Below is a block of records; reproduce all of them exactly and leave out any pictures.

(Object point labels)
** begin **

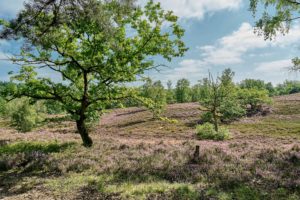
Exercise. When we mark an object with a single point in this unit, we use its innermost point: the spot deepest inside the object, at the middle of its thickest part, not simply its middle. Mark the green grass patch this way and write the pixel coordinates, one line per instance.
(287, 108)
(26, 147)
(143, 190)
(69, 183)
(270, 127)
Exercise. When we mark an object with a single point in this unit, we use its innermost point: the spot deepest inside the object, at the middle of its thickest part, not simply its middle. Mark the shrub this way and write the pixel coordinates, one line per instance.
(207, 132)
(2, 106)
(24, 115)
(206, 117)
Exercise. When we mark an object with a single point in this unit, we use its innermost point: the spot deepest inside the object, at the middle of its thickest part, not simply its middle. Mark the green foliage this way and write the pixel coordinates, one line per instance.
(231, 109)
(208, 132)
(156, 93)
(288, 87)
(53, 107)
(27, 147)
(2, 106)
(182, 91)
(252, 84)
(220, 100)
(277, 19)
(170, 93)
(253, 99)
(24, 115)
(207, 117)
(96, 54)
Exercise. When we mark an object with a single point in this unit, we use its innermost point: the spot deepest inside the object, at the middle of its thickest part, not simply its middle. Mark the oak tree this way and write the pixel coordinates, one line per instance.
(94, 46)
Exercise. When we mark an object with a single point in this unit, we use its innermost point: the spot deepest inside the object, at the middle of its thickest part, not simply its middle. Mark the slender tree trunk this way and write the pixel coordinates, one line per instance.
(87, 141)
(215, 121)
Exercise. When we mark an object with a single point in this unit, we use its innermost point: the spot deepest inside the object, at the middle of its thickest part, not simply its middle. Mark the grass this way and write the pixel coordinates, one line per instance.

** end **

**COMPLETED EXERCISE:**
Exercise. When we mark an object with a single point in this unit, we use its innermost point: the spot deepest inside the object, at the middle of its thickest part, not simply its middle. Mark the green grass patch this way and write the pixel coordinates, one line per instance.
(287, 108)
(26, 147)
(143, 190)
(69, 183)
(270, 127)
Exercise. When we mark an object with a single point in this unit, we use its innermost point: the spot deepest inside the object, at the middle of its thickest part, not simply its middle. Mark the shrub this way and write the pixel coordinates, one line per instance.
(207, 132)
(2, 106)
(24, 115)
(206, 117)
Exercise. When we mark an object with a single point in this unit, we use its innermost point: the spot deepest inside the object, at the middle of its thickest part, not simply its middle. Mark the green foliage this way and write the pixel coordinates, one line per instance.
(231, 109)
(208, 132)
(156, 93)
(288, 87)
(53, 107)
(27, 147)
(2, 106)
(182, 91)
(252, 84)
(220, 100)
(277, 19)
(170, 93)
(253, 99)
(24, 115)
(207, 117)
(96, 54)
Exercise. When we mark an object with a single point in this unit, we use its innermost point: the spot deepest inside the object, at the middle of its thickest part, not simply its middle. Mark the oak tree this way and write the pixel coordinates, one line per instance.
(94, 46)
Exercise. When we mark an object with a single point in this unit, we use its innermost point: the spot deepest inside the object, at the middle of its thickest part, not simply its middle. Mark the slender tree trunk this way and write the pixel coordinates, one line per instance.
(87, 141)
(215, 121)
Exercise. When we mark an object with a single point in this unit, we use its innermost point: the spot deepest inside the object, at the middle of its thickest part, not simply its middle. Mark the grass this way and write the pixel coordinates, one line per instance.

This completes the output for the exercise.